Problem requirements
Write out, word for word, the first line of the data below and every line after it through the one containing "positive clicks: (349, 68)".

Data for review
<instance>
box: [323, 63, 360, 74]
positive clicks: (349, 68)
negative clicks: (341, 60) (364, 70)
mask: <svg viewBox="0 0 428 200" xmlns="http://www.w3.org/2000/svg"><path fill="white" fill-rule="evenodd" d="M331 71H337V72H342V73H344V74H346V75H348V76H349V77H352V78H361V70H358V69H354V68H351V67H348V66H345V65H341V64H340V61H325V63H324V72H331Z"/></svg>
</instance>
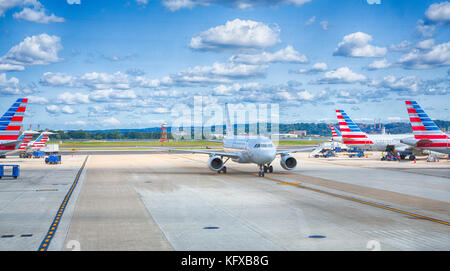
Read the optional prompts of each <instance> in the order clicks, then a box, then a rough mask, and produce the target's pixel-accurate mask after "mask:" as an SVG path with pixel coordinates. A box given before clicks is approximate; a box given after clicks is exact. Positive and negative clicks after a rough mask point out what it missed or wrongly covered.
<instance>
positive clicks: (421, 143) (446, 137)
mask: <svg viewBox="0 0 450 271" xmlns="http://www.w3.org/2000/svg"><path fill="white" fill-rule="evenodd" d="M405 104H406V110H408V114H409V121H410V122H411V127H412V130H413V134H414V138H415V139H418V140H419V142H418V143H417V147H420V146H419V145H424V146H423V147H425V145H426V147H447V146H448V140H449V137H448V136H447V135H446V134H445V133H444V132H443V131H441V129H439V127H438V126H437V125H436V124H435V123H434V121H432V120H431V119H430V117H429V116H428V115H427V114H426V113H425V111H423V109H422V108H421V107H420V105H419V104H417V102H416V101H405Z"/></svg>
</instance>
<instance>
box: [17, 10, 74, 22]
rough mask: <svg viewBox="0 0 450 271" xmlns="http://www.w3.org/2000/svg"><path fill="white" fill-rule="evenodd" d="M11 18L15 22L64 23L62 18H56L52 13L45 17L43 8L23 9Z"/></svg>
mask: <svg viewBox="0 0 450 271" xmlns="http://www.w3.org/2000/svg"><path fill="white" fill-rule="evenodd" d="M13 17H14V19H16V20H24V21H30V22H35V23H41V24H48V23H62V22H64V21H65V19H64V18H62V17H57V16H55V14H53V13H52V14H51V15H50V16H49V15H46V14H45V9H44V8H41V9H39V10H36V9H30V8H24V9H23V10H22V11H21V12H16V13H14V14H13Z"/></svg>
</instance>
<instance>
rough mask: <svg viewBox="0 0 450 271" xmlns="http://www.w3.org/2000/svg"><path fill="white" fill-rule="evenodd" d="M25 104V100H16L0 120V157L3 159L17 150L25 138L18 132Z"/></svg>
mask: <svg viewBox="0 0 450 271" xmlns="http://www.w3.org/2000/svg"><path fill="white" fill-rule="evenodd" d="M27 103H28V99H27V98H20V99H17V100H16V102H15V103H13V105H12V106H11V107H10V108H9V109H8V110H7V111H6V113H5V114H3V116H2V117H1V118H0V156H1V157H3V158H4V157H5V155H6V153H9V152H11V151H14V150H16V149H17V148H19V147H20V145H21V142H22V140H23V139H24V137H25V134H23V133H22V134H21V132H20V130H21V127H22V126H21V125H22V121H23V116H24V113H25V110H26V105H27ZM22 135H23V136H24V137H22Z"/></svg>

Task result
<instance>
box: [323, 63, 360, 74]
positive clicks: (349, 68)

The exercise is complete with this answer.